§ Exercise
From the entries below, retype only the lines from the one with "action | put a dot on each instance of the overcast" through the one with "query | cockpit canopy", exactly as written.

(Data for this exercise begins)

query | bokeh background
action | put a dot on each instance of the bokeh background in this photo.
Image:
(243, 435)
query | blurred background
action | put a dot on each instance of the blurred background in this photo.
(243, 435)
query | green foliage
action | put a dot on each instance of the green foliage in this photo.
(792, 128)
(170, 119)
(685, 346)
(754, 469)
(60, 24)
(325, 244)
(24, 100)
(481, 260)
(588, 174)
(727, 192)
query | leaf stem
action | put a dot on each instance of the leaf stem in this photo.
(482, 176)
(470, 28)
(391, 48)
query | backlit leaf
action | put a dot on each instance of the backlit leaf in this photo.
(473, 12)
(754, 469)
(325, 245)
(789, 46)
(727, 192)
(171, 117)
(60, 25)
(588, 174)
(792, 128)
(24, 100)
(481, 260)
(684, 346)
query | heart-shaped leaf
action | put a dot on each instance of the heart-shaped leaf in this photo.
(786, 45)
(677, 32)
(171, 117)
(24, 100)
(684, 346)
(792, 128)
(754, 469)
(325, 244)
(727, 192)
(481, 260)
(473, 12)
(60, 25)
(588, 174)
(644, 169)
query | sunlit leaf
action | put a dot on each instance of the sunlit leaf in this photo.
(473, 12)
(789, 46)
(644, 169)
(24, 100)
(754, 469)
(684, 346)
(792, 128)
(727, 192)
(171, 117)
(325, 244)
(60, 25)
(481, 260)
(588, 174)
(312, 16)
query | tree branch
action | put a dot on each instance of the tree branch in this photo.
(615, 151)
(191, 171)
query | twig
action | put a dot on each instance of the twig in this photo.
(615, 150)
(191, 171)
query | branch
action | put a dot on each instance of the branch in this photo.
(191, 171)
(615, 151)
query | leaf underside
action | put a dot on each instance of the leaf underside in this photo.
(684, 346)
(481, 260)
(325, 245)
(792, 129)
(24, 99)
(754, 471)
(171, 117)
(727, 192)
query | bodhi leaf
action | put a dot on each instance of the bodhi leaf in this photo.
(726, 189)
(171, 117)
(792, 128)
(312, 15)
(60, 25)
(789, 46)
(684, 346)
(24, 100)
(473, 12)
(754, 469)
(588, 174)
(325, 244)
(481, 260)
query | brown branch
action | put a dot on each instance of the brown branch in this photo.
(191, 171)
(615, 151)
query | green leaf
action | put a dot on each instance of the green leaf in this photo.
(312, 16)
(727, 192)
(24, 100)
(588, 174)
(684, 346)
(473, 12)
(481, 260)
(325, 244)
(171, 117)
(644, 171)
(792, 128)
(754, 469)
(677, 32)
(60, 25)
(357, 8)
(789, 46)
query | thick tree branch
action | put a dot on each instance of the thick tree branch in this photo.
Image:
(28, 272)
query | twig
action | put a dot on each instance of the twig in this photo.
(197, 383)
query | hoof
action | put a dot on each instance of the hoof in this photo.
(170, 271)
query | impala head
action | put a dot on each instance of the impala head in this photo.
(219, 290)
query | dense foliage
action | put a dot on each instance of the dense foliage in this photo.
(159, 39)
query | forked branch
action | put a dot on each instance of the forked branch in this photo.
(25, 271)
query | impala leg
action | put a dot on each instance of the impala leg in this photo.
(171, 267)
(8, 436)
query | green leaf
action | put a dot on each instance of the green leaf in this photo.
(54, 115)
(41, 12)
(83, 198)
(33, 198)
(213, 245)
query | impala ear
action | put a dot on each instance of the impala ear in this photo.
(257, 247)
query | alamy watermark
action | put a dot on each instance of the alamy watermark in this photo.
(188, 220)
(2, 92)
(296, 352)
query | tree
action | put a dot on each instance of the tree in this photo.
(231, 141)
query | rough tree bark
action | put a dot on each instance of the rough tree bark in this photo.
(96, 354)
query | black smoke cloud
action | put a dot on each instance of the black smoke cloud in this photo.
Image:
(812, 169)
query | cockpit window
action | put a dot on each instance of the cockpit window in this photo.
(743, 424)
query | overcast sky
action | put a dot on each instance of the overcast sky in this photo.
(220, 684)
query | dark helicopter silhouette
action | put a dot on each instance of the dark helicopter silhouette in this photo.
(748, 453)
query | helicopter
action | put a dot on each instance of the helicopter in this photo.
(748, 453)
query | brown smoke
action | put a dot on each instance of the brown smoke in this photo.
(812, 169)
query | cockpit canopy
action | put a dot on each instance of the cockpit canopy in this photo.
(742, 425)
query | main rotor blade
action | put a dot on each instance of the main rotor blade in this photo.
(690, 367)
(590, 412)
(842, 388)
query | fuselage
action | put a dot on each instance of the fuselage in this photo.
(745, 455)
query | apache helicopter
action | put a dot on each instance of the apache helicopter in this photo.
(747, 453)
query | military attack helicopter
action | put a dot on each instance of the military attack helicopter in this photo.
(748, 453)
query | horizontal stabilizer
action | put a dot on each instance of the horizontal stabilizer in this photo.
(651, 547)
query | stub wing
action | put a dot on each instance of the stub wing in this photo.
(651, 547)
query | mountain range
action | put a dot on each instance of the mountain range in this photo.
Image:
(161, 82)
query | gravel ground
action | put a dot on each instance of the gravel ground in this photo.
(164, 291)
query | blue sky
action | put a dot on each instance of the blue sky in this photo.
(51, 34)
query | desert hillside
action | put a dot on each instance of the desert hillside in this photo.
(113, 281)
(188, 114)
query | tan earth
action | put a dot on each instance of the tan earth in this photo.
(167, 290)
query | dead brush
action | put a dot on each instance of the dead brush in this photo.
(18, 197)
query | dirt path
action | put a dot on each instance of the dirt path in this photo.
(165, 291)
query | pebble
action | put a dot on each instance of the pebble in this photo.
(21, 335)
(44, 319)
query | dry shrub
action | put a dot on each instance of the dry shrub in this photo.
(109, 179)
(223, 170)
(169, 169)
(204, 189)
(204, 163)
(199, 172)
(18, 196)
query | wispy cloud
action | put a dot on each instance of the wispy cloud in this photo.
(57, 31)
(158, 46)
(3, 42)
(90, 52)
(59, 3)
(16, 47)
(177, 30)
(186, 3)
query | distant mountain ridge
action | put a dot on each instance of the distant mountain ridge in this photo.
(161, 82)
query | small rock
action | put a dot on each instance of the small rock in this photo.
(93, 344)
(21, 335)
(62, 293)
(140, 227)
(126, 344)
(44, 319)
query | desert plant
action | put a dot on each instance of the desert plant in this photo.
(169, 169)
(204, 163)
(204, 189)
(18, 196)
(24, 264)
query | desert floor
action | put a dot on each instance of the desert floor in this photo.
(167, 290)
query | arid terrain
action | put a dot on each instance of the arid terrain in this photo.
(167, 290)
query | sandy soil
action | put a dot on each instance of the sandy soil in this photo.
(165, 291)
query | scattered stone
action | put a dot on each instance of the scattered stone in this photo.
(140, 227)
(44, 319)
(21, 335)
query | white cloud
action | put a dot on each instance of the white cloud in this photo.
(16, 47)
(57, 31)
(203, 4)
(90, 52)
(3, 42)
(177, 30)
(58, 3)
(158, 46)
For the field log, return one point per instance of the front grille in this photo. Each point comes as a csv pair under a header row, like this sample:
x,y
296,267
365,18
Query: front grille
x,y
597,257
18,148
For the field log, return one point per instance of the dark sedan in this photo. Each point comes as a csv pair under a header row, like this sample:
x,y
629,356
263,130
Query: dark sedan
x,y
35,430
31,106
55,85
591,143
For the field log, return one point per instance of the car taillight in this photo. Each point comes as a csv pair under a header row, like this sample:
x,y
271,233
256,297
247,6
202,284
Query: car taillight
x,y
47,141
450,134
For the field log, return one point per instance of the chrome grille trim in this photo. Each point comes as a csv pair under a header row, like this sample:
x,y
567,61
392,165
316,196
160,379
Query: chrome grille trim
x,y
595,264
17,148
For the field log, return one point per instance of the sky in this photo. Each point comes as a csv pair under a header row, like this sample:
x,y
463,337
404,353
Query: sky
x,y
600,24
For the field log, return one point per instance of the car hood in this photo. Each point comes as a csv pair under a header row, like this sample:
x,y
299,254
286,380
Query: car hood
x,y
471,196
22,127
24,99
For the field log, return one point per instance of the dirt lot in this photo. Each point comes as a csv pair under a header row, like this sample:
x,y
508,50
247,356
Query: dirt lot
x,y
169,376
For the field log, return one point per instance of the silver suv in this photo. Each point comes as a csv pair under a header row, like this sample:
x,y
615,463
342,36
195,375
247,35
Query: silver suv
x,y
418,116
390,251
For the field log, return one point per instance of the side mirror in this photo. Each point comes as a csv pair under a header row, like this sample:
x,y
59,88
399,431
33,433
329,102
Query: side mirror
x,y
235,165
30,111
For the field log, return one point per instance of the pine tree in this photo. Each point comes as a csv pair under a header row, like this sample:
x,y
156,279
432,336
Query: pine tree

(Data for this exercise ends)

§ Result for this exercise
action | put a dot on each instance of the overcast sky in this photo.
(220, 684)
query | dark helicopter silhouette
action | put a dot on each instance of the dark helicopter silhouette in this photo.
(748, 453)
query | helicopter
action | put a dot on each instance of the helicopter in this photo.
(748, 453)
query | brown smoke
action | put a dot on each instance of the brown smoke in this photo.
(812, 169)
query | cockpit canopy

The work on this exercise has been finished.